What the task asks: Copy the listing from its first line up to and including the line with "top-left (0, 118), bottom-right (468, 264)". Leave the requests and their format samples unchanged, but multiply every coordinate in the answer boxes by 1.65 and round to whole numbers, with halves rounded up.

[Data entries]

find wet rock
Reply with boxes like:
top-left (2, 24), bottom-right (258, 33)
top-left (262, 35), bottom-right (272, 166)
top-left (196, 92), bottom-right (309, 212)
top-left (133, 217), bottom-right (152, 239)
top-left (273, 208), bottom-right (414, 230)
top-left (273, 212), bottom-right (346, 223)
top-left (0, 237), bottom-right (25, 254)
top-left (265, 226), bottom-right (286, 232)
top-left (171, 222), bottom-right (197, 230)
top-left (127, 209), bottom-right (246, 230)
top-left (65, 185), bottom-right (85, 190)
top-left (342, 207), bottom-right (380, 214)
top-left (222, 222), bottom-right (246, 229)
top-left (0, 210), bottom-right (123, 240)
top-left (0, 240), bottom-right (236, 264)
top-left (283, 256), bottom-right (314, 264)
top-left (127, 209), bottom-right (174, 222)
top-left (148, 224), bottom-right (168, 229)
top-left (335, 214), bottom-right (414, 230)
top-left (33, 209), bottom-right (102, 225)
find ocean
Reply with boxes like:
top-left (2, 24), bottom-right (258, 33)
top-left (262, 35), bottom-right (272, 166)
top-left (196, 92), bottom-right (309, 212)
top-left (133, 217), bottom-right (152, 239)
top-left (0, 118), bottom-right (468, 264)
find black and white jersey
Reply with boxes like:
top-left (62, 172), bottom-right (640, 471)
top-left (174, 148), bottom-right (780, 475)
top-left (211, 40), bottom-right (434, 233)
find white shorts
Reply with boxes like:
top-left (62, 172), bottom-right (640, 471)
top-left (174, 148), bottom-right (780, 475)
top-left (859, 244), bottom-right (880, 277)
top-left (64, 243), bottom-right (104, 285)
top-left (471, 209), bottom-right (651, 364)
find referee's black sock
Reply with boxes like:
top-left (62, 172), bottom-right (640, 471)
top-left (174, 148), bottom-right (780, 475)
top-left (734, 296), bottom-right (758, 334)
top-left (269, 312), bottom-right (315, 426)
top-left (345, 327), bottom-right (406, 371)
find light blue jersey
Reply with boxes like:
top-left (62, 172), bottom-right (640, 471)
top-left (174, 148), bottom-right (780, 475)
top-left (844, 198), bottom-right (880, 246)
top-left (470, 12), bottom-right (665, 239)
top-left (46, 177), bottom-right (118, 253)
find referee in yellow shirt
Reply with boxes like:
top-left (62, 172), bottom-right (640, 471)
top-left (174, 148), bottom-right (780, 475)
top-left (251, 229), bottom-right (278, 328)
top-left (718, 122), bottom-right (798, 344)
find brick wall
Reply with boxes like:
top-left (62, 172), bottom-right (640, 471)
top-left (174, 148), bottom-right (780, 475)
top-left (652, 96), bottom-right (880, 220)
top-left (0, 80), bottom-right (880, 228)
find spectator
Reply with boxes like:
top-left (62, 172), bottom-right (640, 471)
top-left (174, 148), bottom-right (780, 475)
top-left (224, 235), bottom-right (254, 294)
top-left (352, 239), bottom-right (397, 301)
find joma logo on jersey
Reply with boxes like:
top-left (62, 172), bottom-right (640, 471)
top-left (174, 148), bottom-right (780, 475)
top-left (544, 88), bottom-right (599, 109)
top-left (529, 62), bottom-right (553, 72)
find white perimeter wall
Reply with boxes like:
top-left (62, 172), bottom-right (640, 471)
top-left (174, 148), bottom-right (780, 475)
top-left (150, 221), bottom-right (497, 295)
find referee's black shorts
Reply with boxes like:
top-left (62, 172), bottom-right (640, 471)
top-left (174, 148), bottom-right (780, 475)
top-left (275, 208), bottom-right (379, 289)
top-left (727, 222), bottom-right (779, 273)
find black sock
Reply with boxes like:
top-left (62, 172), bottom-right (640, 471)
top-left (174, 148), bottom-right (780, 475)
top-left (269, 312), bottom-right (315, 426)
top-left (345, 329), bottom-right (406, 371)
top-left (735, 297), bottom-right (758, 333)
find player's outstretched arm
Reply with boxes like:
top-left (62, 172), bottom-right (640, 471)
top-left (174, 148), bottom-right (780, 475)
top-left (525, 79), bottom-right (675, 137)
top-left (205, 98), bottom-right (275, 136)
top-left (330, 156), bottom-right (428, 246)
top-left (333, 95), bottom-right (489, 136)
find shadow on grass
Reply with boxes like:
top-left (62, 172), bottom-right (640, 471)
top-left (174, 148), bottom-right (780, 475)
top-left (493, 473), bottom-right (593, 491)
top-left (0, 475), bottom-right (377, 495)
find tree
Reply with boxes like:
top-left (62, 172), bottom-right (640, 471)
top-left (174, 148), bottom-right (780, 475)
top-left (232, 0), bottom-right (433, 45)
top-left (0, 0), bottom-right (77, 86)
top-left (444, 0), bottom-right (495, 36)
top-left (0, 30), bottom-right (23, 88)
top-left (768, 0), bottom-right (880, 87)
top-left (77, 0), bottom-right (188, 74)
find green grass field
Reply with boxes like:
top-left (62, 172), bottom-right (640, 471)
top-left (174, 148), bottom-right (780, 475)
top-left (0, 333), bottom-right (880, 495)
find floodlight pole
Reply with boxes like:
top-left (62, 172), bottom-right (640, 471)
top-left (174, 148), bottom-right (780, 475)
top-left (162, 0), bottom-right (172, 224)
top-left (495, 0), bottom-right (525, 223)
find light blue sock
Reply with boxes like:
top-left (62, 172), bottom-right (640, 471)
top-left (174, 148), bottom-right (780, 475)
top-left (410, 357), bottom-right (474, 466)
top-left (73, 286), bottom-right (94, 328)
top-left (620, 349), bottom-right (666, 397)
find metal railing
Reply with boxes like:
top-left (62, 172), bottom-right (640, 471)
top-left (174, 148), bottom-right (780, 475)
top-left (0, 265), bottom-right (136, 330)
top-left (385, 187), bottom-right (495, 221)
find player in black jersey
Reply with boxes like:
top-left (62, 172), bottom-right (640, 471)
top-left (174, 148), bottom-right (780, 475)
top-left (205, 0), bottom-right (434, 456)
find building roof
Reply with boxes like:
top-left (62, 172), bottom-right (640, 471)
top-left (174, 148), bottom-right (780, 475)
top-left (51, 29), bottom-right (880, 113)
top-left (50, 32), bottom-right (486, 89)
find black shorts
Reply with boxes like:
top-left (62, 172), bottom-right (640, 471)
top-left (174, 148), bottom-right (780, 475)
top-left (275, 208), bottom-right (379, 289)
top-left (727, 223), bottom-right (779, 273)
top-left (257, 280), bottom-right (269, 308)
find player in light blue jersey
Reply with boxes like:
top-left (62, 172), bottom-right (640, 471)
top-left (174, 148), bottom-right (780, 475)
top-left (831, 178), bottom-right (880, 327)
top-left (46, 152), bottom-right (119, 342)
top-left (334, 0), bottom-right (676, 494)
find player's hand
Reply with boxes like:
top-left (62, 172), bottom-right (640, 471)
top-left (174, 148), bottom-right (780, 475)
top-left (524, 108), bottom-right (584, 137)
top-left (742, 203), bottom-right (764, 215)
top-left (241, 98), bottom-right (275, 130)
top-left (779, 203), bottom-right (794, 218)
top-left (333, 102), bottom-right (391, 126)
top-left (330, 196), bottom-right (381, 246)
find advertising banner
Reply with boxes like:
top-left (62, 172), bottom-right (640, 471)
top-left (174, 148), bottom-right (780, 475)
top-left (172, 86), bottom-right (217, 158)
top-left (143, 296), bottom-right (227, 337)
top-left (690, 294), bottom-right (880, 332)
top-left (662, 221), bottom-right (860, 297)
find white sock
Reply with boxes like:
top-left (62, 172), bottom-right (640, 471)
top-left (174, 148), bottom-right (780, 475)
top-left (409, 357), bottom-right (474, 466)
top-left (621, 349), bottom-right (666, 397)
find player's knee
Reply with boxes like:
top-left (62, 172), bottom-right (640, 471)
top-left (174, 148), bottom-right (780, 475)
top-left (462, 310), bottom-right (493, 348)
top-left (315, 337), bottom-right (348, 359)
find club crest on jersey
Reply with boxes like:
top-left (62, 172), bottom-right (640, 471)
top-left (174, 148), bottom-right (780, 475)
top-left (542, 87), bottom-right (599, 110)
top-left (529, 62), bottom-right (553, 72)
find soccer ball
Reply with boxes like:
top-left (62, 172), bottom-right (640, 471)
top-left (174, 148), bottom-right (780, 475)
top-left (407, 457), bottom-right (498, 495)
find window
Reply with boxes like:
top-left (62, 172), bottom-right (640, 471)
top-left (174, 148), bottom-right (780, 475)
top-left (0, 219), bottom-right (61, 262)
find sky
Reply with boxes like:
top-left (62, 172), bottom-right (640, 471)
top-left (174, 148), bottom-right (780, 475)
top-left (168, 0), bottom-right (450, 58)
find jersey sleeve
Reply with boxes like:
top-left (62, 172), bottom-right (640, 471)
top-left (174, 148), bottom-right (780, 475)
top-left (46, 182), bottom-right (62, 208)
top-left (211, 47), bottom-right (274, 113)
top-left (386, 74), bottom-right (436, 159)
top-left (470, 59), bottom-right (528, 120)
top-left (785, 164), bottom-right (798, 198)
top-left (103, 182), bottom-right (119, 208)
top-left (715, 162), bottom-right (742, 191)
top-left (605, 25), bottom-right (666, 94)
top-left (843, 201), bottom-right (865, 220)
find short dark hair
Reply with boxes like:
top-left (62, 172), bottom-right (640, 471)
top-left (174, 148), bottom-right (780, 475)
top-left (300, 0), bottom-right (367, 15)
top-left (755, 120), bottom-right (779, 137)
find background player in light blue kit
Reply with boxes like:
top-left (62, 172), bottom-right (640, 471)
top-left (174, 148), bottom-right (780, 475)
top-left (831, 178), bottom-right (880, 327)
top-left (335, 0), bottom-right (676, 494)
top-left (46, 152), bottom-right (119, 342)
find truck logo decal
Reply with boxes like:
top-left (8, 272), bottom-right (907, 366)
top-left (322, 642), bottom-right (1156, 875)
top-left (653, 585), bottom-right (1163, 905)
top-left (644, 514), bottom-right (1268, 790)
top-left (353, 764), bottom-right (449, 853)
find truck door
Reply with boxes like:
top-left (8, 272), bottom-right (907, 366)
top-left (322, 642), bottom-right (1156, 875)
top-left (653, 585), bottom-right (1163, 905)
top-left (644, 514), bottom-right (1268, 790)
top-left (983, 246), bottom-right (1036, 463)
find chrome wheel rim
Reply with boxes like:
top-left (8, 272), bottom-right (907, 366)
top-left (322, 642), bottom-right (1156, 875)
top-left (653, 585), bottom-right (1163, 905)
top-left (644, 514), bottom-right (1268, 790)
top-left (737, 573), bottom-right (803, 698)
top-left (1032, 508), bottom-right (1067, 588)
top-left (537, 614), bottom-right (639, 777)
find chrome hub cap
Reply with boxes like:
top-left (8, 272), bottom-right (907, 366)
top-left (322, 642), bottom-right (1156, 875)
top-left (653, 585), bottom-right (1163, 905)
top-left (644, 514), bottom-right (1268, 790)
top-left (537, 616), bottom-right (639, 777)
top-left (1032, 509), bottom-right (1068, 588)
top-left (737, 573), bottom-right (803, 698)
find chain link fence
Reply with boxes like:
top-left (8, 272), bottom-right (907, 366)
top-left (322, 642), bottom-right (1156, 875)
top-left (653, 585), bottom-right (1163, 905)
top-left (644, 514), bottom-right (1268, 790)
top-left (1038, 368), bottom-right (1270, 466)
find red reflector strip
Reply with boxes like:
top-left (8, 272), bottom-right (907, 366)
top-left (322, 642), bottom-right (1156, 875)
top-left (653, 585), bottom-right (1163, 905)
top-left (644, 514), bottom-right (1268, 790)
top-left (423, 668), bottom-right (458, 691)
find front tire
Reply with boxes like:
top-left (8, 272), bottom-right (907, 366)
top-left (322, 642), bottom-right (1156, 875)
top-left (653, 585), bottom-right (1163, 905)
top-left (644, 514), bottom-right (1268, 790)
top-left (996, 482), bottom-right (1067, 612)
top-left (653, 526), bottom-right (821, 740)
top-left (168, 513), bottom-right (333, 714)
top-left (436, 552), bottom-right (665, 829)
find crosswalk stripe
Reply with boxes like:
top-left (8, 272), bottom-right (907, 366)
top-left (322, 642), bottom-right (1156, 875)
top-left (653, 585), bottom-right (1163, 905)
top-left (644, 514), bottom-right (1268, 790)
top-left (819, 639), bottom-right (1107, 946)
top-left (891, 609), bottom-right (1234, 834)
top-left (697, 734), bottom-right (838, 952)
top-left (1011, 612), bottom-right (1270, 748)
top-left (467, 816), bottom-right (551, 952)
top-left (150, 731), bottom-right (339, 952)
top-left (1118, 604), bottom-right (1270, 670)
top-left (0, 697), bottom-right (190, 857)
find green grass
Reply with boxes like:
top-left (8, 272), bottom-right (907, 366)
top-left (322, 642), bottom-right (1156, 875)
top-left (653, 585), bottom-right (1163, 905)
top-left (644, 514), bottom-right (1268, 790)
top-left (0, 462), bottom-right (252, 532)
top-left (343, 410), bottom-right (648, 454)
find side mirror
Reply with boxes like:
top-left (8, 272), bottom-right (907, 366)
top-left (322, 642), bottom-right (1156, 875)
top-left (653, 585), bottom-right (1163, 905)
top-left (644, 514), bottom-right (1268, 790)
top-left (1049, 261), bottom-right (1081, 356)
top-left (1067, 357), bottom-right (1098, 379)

Solution:
find wet rock
Reply with boxes like:
top-left (2, 24), bottom-right (258, 33)
top-left (262, 35), bottom-right (272, 166)
top-left (196, 92), bottom-right (309, 212)
top-left (133, 217), bottom-right (152, 239)
top-left (450, 343), bottom-right (683, 380)
top-left (450, 350), bottom-right (571, 368)
top-left (0, 391), bottom-right (41, 419)
top-left (437, 373), bottom-right (472, 383)
top-left (282, 366), bottom-right (325, 380)
top-left (210, 345), bottom-right (406, 380)
top-left (107, 305), bottom-right (140, 314)
top-left (564, 342), bottom-right (627, 353)
top-left (366, 366), bottom-right (406, 378)
top-left (0, 347), bottom-right (203, 396)
top-left (0, 396), bottom-right (389, 436)
top-left (467, 422), bottom-right (518, 436)
top-left (210, 345), bottom-right (287, 366)
top-left (244, 370), bottom-right (277, 378)
top-left (553, 353), bottom-right (683, 380)
top-left (54, 345), bottom-right (168, 371)
find ocean
Reply with boxes like:
top-left (2, 24), bottom-right (258, 33)
top-left (262, 35), bottom-right (272, 166)
top-left (196, 92), bottom-right (309, 212)
top-left (133, 217), bottom-right (152, 239)
top-left (0, 195), bottom-right (772, 436)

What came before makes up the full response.